* **Problem set**:
1: Could you write out the Grizz update thread again, starting with "# Grizz Update" and going on through "suggestions on stacking?", with "camera" substituted by "phone"?
2: Can you pick up the Grizz update thread after its last post and keep it going?

── Reading passage

# Grizz Update



## dan'sgrizz (Oct 22, 2008)

Some new pics of Grizz he is 5 1/2 months and about 55 pounds keepin the puppy chub on him but he gets alot of conditioning and handwalking multiple times a day. Some pics are with my new camera Just grizz going after treats and sitting and some of him just lookin at the camera. I wish i could stack grizz i try as hard as i can but he just wants to sit...any suggestions on stacking?


----------



## Roxy_Nie (Oct 10, 2008)

There he is....

He is looking so great Dan...


----------



## Sadie (Jun 18, 2008)

He's a stout little man what a cutie pie ! Looking good !


----------



## LoveMyBullies (Nov 11, 2008)

Love his build. He is gonna he a beautiful dog, not sayin that he is not already


----------



## Cain714 (Nov 9, 2008)

*Sup big Grizz*

Grizz is one good lookin boy, hes gettin so big.What kinda food you feeding him?


----------



## dan'sgrizz (Oct 22, 2008)

Wow thanks for the super compliments everyone. I feed grizz about 4-6 cups of pinnacle duck and potato everyday plus a dermacap 4 times a week and cottage cheese and yogurt at breakfast and dinner he also gets an egg yolk every other week. He eats his fill I just don't want him to miss out on any growth.

────
── Stored data

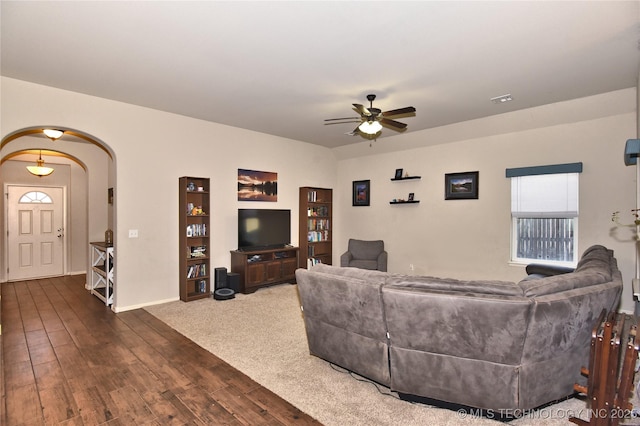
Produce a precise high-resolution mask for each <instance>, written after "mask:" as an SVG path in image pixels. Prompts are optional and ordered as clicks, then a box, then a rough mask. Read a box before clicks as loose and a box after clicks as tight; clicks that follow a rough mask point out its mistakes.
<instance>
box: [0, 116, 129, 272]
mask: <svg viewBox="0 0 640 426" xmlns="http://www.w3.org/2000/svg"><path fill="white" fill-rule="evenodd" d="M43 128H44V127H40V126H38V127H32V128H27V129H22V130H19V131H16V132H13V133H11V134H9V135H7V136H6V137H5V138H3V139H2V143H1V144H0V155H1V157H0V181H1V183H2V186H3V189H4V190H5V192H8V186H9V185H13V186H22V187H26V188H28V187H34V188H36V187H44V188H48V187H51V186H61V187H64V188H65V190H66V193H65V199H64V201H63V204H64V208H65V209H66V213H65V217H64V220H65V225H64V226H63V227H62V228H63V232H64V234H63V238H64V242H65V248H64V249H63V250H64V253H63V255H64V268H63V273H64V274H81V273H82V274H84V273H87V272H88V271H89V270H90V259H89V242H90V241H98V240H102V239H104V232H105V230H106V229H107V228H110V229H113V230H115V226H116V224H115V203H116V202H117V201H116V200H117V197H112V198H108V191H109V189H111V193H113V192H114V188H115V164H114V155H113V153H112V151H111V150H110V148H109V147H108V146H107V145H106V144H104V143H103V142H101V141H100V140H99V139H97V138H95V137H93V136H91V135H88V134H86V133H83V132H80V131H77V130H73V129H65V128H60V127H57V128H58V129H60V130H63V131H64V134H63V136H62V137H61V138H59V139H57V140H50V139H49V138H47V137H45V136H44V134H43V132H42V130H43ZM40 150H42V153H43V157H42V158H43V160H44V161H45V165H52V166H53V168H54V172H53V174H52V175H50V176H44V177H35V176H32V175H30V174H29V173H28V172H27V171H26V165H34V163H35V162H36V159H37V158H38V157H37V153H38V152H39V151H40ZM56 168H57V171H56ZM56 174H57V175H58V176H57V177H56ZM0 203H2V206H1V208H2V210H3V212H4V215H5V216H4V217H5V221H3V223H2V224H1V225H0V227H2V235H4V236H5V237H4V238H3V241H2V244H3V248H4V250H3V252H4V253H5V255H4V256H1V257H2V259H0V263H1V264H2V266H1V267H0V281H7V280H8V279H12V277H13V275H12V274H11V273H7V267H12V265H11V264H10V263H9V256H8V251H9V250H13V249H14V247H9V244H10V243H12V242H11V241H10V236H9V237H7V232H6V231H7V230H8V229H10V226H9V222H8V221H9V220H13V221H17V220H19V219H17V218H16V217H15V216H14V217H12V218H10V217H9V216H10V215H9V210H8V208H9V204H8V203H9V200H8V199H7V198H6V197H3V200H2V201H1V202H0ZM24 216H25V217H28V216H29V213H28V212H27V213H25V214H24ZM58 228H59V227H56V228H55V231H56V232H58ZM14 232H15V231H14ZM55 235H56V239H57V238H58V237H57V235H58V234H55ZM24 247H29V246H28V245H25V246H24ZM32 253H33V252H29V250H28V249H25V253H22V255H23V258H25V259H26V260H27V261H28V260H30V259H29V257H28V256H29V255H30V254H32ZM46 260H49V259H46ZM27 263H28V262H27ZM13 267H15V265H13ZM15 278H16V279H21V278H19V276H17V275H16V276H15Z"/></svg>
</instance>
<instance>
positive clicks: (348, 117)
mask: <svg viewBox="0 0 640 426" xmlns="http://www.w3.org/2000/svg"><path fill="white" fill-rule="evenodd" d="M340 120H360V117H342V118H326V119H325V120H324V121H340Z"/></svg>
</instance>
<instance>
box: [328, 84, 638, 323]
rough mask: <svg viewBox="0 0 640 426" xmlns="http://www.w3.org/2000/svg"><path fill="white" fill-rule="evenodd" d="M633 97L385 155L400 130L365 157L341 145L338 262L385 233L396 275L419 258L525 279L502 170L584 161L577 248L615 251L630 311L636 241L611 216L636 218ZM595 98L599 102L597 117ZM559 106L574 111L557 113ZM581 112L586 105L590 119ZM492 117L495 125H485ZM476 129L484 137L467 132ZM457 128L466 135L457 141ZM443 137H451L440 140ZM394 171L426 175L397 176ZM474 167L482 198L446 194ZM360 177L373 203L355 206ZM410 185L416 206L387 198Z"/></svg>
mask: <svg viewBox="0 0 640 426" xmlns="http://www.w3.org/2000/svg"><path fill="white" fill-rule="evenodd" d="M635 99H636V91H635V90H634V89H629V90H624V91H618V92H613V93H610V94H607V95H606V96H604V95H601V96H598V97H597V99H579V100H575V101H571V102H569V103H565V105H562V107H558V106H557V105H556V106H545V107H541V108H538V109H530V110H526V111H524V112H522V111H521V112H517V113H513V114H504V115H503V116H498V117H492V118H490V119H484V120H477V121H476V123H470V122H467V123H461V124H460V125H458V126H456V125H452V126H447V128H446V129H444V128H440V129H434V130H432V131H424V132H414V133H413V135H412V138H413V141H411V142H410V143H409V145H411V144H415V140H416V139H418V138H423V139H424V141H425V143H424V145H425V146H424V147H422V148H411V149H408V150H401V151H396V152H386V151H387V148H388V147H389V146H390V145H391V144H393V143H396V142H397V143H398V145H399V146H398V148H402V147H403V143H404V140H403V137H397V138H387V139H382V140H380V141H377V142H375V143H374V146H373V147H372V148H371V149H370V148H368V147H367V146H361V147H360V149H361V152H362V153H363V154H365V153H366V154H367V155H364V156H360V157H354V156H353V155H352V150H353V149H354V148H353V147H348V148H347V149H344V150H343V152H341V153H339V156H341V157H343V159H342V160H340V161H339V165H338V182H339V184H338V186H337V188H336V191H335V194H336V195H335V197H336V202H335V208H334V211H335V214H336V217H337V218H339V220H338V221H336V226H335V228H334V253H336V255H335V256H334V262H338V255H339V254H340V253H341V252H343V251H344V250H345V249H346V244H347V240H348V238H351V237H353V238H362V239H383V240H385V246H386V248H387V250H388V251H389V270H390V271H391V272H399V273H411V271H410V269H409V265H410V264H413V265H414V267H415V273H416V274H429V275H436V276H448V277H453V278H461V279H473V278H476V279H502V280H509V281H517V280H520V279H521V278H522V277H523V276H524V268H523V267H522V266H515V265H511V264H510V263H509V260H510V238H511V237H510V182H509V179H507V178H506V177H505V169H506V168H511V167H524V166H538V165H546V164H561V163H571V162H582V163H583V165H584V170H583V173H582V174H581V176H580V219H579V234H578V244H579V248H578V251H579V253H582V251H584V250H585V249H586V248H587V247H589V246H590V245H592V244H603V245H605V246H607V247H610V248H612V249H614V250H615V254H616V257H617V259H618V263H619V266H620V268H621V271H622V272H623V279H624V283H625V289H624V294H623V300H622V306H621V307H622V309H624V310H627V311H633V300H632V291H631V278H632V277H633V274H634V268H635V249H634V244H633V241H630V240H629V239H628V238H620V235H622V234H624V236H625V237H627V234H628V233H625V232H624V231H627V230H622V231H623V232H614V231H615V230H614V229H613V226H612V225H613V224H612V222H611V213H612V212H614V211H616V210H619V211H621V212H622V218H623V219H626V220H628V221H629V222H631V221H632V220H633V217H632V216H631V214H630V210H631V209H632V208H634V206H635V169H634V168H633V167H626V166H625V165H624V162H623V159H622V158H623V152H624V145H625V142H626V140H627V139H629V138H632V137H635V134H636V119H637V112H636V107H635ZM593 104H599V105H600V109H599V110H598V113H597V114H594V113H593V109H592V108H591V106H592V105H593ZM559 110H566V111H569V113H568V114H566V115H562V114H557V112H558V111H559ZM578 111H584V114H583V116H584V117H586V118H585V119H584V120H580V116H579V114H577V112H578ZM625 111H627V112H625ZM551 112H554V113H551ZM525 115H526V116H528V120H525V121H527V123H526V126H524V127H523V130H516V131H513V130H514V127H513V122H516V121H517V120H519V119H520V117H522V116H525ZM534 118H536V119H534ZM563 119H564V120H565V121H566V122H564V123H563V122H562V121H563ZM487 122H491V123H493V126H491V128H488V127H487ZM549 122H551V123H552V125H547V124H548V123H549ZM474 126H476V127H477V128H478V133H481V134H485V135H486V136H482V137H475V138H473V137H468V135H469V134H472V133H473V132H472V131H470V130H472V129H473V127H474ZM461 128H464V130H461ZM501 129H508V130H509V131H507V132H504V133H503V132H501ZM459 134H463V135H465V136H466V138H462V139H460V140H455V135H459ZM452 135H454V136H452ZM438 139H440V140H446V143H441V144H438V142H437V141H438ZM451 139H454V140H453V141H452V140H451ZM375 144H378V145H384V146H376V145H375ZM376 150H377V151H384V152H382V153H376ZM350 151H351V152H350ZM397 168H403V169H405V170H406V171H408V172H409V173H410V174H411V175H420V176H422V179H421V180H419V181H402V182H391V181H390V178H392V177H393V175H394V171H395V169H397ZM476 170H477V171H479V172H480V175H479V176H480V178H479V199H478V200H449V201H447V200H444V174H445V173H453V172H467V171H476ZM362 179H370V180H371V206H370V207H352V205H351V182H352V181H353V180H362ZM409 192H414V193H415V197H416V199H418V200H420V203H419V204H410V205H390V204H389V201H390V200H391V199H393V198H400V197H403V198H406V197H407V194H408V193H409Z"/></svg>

────
── Stored data

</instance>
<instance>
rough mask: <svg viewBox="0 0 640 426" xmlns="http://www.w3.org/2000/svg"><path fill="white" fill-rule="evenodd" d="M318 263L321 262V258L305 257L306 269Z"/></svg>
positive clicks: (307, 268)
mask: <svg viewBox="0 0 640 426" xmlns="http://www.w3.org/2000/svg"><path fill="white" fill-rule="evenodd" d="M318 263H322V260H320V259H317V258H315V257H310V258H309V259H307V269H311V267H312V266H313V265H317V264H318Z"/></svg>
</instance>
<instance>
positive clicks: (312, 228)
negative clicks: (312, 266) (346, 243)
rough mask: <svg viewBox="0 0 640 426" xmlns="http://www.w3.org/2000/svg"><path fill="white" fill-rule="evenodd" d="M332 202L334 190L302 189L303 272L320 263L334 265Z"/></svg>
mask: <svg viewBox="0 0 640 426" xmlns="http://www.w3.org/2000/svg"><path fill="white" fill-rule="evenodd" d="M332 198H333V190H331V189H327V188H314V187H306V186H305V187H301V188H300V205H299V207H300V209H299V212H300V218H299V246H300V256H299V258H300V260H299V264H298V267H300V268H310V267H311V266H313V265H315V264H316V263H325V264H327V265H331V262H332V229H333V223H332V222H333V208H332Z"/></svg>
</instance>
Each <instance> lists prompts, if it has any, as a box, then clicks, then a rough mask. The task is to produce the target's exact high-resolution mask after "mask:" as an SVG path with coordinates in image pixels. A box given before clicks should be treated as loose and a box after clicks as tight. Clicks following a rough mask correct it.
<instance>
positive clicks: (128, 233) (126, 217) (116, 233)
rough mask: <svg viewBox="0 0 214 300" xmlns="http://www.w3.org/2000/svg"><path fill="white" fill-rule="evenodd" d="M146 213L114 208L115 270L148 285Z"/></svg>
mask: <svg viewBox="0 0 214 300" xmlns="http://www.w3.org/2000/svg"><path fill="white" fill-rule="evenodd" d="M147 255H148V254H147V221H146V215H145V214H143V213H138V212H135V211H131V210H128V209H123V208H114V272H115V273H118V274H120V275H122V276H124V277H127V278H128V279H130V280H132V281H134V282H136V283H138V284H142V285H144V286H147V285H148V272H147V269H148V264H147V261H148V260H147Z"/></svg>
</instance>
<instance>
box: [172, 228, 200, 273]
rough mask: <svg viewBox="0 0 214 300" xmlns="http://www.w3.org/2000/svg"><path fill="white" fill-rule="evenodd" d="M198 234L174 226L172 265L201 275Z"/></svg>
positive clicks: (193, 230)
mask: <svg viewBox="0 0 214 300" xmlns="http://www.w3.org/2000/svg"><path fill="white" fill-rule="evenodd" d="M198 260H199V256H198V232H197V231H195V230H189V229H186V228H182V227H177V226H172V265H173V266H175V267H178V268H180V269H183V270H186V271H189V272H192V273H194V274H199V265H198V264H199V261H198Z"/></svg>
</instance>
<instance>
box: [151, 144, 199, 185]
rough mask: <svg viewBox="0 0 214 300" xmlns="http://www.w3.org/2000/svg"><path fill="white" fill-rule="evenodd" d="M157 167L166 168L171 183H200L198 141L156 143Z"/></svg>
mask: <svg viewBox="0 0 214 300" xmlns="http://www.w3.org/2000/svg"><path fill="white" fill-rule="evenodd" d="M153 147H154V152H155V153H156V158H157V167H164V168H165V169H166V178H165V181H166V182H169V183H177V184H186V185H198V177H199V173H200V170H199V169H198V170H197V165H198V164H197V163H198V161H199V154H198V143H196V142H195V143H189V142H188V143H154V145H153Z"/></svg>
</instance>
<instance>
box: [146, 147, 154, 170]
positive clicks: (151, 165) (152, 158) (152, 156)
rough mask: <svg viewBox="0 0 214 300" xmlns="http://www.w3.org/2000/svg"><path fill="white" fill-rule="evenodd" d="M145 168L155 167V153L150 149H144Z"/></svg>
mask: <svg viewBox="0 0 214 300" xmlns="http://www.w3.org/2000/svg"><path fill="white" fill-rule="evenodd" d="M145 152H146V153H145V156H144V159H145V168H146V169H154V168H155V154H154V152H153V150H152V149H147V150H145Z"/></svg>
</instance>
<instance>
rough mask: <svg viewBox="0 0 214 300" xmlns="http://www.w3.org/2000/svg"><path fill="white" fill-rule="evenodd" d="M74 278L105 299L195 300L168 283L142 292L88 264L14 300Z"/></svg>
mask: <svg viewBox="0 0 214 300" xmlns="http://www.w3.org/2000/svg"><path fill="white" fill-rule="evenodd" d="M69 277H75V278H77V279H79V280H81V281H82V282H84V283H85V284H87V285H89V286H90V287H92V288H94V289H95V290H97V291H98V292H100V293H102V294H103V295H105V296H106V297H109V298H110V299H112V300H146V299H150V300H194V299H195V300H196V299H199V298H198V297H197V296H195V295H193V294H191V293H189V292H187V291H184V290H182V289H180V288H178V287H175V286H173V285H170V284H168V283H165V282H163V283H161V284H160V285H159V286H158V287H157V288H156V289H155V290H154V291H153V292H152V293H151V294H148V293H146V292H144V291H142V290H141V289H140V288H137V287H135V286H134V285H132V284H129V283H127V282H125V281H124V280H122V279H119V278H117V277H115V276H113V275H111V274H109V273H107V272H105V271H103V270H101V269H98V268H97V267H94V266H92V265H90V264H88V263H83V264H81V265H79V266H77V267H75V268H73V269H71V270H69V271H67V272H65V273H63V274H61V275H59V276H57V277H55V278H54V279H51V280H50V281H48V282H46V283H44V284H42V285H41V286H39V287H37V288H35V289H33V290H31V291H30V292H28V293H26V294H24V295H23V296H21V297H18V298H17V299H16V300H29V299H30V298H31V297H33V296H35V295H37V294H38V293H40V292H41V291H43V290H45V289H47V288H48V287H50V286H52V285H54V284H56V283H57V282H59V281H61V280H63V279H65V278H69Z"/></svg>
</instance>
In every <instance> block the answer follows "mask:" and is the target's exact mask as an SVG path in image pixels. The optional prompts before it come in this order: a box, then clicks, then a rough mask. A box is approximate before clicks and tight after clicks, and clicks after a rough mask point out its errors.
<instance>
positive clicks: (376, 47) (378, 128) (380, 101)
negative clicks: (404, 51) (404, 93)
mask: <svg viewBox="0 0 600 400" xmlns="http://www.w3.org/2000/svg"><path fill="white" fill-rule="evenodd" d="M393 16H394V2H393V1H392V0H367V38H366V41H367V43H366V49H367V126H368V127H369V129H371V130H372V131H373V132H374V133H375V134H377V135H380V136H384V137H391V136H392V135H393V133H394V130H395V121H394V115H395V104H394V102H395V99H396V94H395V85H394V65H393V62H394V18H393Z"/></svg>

────

* **Answers to the exercise**:
1:
# Grizz Update



## dan'sgrizz (Oct 22, 2008)

Some new pics of Grizz he is 5 1/2 months and about 55 pounds keepin the puppy chub on him but he gets alot of conditioning and handwalking multiple times a day. Some pics are with my new phone Just grizz going after treats and sitting and some of him just lookin at the phone. I wish i could stack grizz i try as hard as i can but he just wants to sit...any suggestions on stacking?

2:
----------



## purplestars21 (Dec 25, 2008)

*sweet*

what a little cutie pie! he will be huge and what your feeding him sounds 
great!:clap::woof:


----------



## PeanutsMommy (Sep 21, 2008)

Grizz is such a cute chubby puppy! i just wanna hug him!! he gets some expressions on his face!


----------



## melrosdog (Dec 21, 2008)

Wow. he is adorable and huge.


----------



## LiiL_L0cz_Red_N0se (Sep 15, 2008)

awwwwwww look a grizzy-p00!!!!! he is so handsome, he loves the camera u can tell  HOLY COW he eats alot lol. im startin kenya on the eggs once a week, and cottage cheese when she has had an outstanding day. 

he is a stud muffin!  good job i really like the second pic on the top, he looks so mature there 

cute cute cute


----------



## Patch-O-Pits (Jan 12, 2008)

Very cute fellow.

Wow though that is a Ton of food.

Unless you are going to show him I wouldn't worry about stacking him. 
Info on stacking and showing:
Encyclopedia of the American Pit Bull Terrier : Dog Show Training


----------



## NIKKI (Nov 3, 2008)

hes a good lookin boy!


----------



## BedlamBully (Jun 6, 2008)

YOu are feeding him WAAAAAAAAY too much food. He's not going to miss out on any growth thats for sure but you may end up with an overweight dog.
2-3cups a day of kibble would be more than sufficent for him.
Even according to the Pinnacle site you are over feeding him

Pinnacle Holistic Duck & Potato Dry Formula

Just because he WILL weight 80lbs or so does not mean you need to feed him the same amount as an 80lb dog NOW. lol...feed him less you'll find he has a lot more energy and his figure will show better


----------



## dan'sgrizz (Oct 22, 2008)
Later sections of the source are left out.